Reproduce all of the records below verbatim, line by line.
═══ Material ═══
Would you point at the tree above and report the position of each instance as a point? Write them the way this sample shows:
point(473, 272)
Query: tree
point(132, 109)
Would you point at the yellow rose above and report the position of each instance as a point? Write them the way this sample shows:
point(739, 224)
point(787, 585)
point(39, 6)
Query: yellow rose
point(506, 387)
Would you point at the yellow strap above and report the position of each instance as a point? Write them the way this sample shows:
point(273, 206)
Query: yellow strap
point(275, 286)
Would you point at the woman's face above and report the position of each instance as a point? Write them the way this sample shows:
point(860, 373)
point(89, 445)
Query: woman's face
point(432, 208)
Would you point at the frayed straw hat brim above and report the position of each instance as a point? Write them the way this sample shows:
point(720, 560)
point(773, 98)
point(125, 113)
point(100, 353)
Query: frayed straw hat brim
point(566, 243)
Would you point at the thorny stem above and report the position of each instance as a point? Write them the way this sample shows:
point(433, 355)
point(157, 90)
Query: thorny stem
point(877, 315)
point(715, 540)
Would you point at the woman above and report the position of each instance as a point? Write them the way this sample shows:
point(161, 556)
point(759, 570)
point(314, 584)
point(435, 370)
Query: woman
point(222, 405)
═══
Result.
Would you point at the tree above and report the position of each instance as a point? Write them the way this sample shows:
point(473, 272)
Query: tree
point(132, 109)
Would you point at the yellow rose above and report the position of each instance as a point? Write them the way this sample shows:
point(739, 224)
point(787, 585)
point(39, 6)
Query: yellow rose
point(506, 387)
Would you point at the yellow strap above and report the position of each instance as a point? Write them the way this sample shows:
point(273, 206)
Query: yellow strap
point(275, 286)
Would you point at the woman's face above and report the position of each instance as a point? Write them the way this sample shows:
point(860, 373)
point(89, 445)
Query: woman's face
point(432, 208)
Would you point at the frayed straw hat brim above and report the position of each instance as a point? Write them the way this sample shows:
point(720, 560)
point(773, 98)
point(125, 113)
point(100, 353)
Query: frayed straw hat brim
point(566, 243)
Would you point at the thorny stem above and report the position of each instance as a point? Write them the way this sample shows:
point(433, 355)
point(157, 90)
Query: thorny stem
point(877, 315)
point(715, 540)
Would you point at the woman above and report the position of each instance as a point? Write them the way this sample shows:
point(161, 556)
point(759, 570)
point(314, 584)
point(435, 370)
Query: woman
point(222, 405)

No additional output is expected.